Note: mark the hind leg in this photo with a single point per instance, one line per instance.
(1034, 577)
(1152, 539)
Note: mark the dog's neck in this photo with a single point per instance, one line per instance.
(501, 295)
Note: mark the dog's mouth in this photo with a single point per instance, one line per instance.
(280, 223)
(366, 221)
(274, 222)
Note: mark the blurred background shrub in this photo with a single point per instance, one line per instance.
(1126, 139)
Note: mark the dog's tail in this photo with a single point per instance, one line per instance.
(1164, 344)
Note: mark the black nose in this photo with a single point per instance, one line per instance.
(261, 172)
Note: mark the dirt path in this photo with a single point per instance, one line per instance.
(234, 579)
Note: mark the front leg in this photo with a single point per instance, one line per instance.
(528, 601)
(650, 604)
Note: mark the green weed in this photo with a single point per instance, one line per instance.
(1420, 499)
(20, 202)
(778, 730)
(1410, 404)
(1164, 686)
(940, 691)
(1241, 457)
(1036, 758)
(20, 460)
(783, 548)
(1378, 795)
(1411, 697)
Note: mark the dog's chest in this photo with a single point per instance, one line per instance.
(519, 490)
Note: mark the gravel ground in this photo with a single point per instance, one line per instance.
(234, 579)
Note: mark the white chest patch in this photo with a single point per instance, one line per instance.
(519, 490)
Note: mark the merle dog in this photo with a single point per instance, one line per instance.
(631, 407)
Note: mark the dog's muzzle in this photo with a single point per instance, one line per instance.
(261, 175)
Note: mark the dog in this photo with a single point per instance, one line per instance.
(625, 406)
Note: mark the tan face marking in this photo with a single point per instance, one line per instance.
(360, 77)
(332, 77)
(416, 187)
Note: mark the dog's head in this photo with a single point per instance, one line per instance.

----

### AIM OF THE EXERCISE
Rewrite all the records above, replacing "single point" with "single dot" everywhere it occurs and leaving everything else unchanged.

### FULL RESPONSE
Note: mark the hind leg in this photo with a single dot per instance, one line per instance.
(1034, 577)
(1152, 539)
Note: mark the dog's neck in this photo with a single dot per instance, one line per instance.
(501, 295)
Note: mark the dog's mouth in this photo with a single dot per instance, one line per instance.
(280, 223)
(366, 221)
(274, 222)
Note: mark the blurred background shrub in this photo with a single dot per instance, one line per instance.
(1126, 139)
Note: mark the dog's tail in this photo with a single dot per instance, one line per instance.
(1164, 344)
Note: mark the black nose in this photo with a single dot per instance, one line per instance.
(261, 172)
Note: mark the dirt path in this photo with a single dot per instance, one line per instance.
(234, 579)
Note: mark the front leg in this photo with a single dot per instance, one line per instance.
(528, 601)
(650, 604)
Note: mark the green weed in this photo with a single dot per instance, one line per instance.
(1420, 499)
(20, 202)
(778, 730)
(1410, 404)
(1164, 686)
(940, 691)
(1241, 457)
(1036, 758)
(20, 460)
(783, 548)
(1378, 795)
(1411, 697)
Note: mark the dog's chest in this photo with a single dot per instance, one line per instance.
(519, 490)
Note: mark the gravel ground in this photo with a single dot per instance, one line per instance.
(234, 579)
Note: mark the white chest patch in this photo with a single dot per instance, one line per instance.
(519, 490)
Note: mark the merle dog in this photo with a single dot per instance, one line per instance.
(631, 407)
Note: mark the dog's muzzle in this photo with a single dot per instance, one line per instance.
(261, 175)
Note: mark the dog in this photo with a single dot per instance, one line per instance.
(625, 406)
Note: mark the tan face marking in this photo with a single dot per instance, one line per instance.
(360, 77)
(332, 77)
(416, 187)
Note: mark the dog's head in this photo with a single dot per instance, one line per instance.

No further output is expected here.